----- DATA EXTRACTS -----

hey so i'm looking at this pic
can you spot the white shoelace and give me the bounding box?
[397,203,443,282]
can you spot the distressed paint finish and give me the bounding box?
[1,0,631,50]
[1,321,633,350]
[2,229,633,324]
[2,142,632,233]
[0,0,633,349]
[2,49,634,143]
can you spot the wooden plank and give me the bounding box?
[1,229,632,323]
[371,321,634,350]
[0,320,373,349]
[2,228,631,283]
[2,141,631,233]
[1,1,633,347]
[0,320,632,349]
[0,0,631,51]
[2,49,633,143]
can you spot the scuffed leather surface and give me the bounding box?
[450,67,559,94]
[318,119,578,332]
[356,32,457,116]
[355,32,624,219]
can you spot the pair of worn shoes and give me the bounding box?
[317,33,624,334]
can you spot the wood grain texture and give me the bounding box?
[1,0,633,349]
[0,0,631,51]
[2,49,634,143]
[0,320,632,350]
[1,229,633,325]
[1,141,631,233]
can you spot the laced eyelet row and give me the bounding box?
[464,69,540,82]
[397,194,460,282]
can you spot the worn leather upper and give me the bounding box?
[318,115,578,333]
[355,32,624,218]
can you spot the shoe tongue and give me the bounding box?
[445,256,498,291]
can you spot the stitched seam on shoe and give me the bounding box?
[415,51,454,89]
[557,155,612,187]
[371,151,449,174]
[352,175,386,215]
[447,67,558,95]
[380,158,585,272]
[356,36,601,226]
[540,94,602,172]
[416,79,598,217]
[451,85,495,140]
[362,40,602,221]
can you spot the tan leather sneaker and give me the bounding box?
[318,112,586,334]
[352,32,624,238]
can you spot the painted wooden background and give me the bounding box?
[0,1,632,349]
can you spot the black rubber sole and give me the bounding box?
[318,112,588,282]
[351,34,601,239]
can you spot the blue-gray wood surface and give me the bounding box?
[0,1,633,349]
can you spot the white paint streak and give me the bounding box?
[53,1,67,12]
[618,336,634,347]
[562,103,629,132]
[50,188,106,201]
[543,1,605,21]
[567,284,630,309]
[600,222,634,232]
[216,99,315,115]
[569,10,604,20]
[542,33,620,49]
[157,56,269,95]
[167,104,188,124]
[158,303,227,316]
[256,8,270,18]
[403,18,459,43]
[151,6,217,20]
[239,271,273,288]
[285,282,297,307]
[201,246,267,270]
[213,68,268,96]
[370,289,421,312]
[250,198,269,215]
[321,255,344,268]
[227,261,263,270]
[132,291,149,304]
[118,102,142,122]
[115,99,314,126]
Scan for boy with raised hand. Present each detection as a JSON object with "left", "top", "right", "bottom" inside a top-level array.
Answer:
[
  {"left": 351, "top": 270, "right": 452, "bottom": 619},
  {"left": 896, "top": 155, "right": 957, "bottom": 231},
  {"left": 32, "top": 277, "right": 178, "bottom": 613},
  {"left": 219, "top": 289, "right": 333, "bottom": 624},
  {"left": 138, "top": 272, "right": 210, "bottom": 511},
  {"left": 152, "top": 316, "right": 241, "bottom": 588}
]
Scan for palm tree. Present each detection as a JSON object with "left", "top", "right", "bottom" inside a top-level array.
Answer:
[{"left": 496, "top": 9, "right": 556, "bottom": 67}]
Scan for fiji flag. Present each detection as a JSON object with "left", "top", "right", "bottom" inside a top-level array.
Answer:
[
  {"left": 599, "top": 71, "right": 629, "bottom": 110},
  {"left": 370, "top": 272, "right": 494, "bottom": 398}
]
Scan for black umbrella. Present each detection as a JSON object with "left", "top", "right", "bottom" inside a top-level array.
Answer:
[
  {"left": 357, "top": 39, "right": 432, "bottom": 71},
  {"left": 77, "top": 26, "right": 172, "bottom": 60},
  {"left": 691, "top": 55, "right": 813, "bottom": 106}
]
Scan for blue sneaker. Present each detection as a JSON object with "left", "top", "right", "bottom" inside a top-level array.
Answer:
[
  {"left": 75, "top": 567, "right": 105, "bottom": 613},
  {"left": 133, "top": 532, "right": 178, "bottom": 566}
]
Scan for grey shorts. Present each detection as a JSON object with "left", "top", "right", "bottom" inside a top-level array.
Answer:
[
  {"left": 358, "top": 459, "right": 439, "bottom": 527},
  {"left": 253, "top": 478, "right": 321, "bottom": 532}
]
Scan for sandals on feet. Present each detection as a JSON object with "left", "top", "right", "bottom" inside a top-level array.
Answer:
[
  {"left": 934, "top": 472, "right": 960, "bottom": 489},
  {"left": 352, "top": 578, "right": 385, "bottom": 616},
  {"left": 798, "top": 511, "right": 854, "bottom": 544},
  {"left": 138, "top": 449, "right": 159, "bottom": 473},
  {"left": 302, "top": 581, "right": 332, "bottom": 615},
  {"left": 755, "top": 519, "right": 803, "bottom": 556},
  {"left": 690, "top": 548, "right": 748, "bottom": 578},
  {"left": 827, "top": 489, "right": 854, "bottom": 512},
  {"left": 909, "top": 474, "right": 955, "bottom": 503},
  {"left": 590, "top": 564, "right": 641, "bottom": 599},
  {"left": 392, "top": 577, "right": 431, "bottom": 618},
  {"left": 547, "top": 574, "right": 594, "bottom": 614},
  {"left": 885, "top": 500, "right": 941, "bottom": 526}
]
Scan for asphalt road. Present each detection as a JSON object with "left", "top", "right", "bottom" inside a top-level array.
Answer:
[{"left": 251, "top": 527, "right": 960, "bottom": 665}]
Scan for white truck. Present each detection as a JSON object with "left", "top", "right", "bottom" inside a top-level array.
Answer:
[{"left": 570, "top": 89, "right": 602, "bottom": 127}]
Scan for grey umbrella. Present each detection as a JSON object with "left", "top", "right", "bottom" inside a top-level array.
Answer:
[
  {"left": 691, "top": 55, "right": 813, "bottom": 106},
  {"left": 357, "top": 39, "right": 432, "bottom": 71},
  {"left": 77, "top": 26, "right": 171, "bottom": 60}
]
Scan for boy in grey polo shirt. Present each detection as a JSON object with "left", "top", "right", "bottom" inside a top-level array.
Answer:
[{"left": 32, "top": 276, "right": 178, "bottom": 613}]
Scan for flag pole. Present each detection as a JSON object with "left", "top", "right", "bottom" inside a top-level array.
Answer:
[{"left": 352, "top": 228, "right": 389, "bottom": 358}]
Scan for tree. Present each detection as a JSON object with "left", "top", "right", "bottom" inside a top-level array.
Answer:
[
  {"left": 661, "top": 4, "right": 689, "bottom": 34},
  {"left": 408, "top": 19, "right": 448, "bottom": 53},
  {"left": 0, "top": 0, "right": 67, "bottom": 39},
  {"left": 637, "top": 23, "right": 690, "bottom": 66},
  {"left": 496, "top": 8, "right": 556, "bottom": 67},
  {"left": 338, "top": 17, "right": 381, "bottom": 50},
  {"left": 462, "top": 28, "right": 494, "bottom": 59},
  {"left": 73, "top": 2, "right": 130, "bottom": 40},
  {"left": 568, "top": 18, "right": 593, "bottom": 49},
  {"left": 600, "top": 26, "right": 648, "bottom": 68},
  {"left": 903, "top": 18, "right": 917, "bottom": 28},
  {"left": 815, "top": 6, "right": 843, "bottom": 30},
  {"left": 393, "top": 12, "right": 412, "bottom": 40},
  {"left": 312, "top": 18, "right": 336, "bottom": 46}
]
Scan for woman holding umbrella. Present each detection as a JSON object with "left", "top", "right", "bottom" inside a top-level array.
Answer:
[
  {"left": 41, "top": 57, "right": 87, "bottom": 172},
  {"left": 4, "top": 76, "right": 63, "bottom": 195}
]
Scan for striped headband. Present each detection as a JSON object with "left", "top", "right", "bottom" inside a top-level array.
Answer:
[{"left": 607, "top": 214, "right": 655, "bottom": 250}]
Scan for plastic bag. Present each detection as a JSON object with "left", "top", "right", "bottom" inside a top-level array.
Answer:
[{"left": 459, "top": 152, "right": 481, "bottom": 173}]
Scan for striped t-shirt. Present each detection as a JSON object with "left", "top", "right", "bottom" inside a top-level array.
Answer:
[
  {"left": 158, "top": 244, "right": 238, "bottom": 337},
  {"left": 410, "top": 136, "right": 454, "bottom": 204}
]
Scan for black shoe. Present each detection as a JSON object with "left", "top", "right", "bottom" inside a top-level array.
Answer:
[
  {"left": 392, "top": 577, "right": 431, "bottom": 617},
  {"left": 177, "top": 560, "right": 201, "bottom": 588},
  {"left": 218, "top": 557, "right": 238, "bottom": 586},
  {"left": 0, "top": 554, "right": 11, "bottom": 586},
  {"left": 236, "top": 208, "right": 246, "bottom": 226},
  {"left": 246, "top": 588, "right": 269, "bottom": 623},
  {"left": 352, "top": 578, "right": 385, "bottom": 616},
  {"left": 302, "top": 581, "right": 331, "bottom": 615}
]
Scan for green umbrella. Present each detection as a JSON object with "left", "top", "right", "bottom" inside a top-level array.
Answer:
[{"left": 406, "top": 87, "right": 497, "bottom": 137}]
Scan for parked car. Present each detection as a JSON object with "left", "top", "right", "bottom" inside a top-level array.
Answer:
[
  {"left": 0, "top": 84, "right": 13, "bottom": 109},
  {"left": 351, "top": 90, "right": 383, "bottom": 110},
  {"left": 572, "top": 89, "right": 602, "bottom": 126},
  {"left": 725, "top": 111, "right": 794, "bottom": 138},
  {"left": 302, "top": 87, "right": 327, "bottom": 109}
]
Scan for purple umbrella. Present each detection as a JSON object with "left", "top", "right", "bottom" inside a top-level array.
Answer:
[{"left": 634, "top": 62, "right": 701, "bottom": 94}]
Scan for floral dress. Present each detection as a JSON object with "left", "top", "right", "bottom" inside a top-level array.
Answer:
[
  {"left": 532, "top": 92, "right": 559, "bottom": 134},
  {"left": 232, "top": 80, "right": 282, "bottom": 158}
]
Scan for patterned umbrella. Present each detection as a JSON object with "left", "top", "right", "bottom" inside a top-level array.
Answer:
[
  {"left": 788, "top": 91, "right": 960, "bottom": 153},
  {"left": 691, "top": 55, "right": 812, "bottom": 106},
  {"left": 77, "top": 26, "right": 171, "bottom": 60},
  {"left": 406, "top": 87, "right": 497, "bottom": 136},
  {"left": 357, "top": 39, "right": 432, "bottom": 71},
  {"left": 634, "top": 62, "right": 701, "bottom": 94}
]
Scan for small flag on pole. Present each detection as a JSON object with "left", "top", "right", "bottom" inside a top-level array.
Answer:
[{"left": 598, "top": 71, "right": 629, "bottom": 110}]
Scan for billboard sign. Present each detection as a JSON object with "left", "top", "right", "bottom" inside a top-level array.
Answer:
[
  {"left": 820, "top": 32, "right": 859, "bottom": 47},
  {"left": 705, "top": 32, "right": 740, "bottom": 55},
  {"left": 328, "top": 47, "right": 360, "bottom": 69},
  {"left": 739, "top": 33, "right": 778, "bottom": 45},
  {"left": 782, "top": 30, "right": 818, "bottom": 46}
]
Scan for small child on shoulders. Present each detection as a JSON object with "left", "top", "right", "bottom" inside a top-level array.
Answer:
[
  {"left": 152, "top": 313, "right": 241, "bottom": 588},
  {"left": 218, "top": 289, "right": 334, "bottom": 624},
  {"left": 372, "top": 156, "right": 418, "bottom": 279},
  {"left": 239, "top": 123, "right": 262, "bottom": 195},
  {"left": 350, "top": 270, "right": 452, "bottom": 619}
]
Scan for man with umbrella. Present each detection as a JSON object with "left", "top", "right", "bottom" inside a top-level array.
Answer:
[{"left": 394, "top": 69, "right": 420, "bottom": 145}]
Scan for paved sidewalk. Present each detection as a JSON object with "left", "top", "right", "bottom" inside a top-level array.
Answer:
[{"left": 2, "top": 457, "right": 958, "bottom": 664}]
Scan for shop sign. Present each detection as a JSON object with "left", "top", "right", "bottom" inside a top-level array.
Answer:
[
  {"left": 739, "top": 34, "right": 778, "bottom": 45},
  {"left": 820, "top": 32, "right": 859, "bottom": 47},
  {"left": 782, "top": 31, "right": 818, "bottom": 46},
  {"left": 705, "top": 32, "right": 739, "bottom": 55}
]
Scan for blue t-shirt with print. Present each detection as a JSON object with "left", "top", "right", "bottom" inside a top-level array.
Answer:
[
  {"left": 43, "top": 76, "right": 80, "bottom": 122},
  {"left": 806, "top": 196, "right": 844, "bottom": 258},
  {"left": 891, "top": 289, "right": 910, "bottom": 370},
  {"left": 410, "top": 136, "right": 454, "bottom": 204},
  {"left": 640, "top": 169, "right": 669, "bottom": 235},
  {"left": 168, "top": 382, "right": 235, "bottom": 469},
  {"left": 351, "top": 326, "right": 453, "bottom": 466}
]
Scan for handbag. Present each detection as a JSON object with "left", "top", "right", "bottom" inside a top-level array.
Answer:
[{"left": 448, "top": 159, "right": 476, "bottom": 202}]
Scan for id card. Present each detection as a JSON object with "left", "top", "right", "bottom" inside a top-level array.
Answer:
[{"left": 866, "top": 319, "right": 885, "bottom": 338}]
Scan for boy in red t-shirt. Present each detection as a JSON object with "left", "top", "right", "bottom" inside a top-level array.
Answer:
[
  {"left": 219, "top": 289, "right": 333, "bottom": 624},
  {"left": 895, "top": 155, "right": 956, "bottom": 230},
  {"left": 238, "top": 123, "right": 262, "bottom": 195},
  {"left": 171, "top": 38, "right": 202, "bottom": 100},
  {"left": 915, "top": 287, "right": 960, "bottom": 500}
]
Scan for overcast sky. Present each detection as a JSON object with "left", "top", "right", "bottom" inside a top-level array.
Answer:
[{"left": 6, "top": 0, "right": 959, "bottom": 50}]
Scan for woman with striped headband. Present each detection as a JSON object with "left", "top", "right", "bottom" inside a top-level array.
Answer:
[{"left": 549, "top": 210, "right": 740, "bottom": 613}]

-----

**EXERCISE PROMPT:** Give back precisely the lines above that start at the line containing "Scan for striped t-shirt." and end at the line containing "Scan for patterned", inclusive. No other lines belong in the output.

**SOLUTION TO THIS EXERCISE:**
Scan for striped t-shirt. Present each detection as a JSON object with "left", "top", "right", "bottom" inside a top-level array.
Answer:
[
  {"left": 158, "top": 244, "right": 238, "bottom": 337},
  {"left": 410, "top": 136, "right": 454, "bottom": 204}
]
Scan for black shoe. Present each detection as a JSON object with "left", "top", "right", "bottom" inside a top-level array.
Answer:
[
  {"left": 392, "top": 577, "right": 431, "bottom": 617},
  {"left": 177, "top": 560, "right": 201, "bottom": 588},
  {"left": 218, "top": 557, "right": 238, "bottom": 586},
  {"left": 0, "top": 554, "right": 11, "bottom": 586},
  {"left": 236, "top": 208, "right": 246, "bottom": 226},
  {"left": 246, "top": 588, "right": 269, "bottom": 623},
  {"left": 352, "top": 578, "right": 385, "bottom": 616},
  {"left": 302, "top": 581, "right": 331, "bottom": 615}
]
Scan for green umbrella. Present each detection as a JSON object with "left", "top", "right", "bottom" inside a top-level array.
Answer:
[{"left": 406, "top": 87, "right": 497, "bottom": 137}]
Scan for parked car. Present each detection as a JSON object with "left", "top", "right", "bottom" inside a top-level array.
Answer:
[
  {"left": 0, "top": 84, "right": 13, "bottom": 109},
  {"left": 351, "top": 90, "right": 383, "bottom": 110},
  {"left": 572, "top": 89, "right": 602, "bottom": 126},
  {"left": 725, "top": 111, "right": 794, "bottom": 138},
  {"left": 302, "top": 87, "right": 327, "bottom": 109}
]
Scan for purple umbrella. Present each detection as a JSON object with "left", "top", "right", "bottom" inside a top-level array.
Answer:
[{"left": 634, "top": 62, "right": 701, "bottom": 94}]
Scan for floral dress. Present each detection as a JSON object with "left", "top", "right", "bottom" inside a top-level array.
Answer:
[
  {"left": 532, "top": 92, "right": 559, "bottom": 134},
  {"left": 232, "top": 80, "right": 282, "bottom": 158}
]
Scan for patterned umbrella. Present each detection as a JSON object with "left", "top", "right", "bottom" inside a top-level array.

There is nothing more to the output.